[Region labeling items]
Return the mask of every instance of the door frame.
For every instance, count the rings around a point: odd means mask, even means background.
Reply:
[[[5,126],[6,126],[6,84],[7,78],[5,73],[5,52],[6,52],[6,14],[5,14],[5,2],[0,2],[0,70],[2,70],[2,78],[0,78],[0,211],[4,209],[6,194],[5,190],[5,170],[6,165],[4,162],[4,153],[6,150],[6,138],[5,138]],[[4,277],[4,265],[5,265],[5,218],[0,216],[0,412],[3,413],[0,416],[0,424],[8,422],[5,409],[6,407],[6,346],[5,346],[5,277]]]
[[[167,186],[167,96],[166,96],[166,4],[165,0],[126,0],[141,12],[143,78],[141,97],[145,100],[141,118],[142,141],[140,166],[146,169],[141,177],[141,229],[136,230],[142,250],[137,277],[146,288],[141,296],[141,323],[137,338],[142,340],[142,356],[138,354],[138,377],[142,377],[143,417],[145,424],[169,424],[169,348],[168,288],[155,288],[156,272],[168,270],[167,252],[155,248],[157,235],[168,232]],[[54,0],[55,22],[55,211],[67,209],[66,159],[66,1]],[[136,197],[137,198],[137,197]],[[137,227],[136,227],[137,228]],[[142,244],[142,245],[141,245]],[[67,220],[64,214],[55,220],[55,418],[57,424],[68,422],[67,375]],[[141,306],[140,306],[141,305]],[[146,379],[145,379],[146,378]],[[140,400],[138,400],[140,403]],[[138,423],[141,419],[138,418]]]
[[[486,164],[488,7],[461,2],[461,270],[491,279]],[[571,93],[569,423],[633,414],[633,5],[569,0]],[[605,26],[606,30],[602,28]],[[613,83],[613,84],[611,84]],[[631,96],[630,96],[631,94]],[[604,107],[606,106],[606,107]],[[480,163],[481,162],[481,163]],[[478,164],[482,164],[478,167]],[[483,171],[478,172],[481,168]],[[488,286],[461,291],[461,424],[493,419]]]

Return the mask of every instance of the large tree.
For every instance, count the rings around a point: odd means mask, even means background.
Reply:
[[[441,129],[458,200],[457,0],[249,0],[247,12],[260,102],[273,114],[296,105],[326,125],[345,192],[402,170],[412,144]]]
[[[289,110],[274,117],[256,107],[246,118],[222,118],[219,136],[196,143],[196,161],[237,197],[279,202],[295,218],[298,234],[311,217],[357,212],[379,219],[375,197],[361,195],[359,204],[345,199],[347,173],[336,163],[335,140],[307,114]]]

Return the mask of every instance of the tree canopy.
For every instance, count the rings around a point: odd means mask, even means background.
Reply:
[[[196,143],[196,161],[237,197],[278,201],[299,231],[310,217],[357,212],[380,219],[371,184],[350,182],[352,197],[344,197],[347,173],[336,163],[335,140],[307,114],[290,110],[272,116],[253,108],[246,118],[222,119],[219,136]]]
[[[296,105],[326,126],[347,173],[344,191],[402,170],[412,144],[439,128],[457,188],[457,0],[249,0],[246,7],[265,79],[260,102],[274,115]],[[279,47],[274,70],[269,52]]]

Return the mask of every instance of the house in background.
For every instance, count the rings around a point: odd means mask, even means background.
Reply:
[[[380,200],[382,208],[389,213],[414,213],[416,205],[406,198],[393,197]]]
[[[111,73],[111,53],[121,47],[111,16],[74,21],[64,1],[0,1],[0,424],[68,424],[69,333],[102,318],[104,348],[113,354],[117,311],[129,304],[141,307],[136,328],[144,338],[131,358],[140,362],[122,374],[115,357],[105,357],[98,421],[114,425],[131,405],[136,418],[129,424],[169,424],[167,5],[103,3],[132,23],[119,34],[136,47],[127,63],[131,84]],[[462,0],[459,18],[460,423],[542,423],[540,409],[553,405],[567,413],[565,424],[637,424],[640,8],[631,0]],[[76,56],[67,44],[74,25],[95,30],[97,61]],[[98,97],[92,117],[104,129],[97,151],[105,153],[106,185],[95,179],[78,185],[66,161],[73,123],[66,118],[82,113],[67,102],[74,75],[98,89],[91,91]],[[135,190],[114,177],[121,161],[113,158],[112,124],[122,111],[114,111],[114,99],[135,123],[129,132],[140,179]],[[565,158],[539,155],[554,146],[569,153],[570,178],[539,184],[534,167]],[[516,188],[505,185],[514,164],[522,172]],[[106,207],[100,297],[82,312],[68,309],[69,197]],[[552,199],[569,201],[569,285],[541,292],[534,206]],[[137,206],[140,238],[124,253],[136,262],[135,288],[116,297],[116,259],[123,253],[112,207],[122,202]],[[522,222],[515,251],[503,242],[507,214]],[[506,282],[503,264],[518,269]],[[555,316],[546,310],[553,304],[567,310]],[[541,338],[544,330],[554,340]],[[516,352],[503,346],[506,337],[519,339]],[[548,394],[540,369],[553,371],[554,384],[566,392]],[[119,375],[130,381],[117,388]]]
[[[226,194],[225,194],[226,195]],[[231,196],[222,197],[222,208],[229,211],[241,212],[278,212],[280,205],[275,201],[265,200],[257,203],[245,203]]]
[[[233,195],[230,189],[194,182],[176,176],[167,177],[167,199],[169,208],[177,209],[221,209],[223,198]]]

**Directions for this task**
List each line above that contains the word "tree", copying the line in full.

**Task result**
Return the mask of every instance of the large tree.
Return the mask of every instance of the tree canopy.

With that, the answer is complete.